→ **WHAT THE TASK REQUIRES**
Please take the records that follow and repeat exactly the lines starting with the line with "# mark one dot per instance, written like column 632, row" and going on through the line with "# mark one dot per instance, written like column 698, row".

→ **RECORDS SHOWN**
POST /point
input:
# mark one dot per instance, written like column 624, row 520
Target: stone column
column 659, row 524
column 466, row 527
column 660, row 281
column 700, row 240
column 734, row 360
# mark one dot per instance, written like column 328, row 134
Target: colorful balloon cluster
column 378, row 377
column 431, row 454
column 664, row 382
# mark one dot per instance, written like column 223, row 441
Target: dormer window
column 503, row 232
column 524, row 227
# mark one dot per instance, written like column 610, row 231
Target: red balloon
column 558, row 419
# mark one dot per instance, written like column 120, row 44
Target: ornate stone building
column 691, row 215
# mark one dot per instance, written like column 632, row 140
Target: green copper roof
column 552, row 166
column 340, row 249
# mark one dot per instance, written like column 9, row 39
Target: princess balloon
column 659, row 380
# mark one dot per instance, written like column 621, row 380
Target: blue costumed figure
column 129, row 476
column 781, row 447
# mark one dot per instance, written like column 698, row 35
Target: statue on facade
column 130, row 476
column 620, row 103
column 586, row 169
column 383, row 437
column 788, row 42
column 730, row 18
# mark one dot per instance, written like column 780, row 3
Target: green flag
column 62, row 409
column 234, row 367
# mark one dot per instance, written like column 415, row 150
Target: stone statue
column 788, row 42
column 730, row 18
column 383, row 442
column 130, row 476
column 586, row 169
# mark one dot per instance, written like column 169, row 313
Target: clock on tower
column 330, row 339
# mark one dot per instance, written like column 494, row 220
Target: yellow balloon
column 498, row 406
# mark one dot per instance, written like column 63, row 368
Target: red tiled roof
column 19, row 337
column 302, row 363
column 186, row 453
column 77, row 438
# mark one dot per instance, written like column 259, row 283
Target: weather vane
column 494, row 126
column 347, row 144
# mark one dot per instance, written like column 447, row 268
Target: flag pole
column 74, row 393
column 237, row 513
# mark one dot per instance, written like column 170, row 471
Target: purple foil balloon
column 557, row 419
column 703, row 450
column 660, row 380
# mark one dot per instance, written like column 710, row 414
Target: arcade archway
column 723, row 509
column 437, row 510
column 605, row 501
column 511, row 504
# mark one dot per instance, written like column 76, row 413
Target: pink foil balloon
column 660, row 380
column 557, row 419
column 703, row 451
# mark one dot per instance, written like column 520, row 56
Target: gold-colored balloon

→ **SOLUTION TO THE PROBLEM**
# mark one dot per instance, written like column 632, row 140
Target: green copper roof
column 552, row 166
column 340, row 249
# mark one dot per instance, written like column 9, row 39
Target: princess balloon
column 659, row 380
# mark one dot per instance, written like column 621, row 380
Target: blue costumed figure
column 129, row 476
column 781, row 447
# mark one dot per instance, written like column 698, row 35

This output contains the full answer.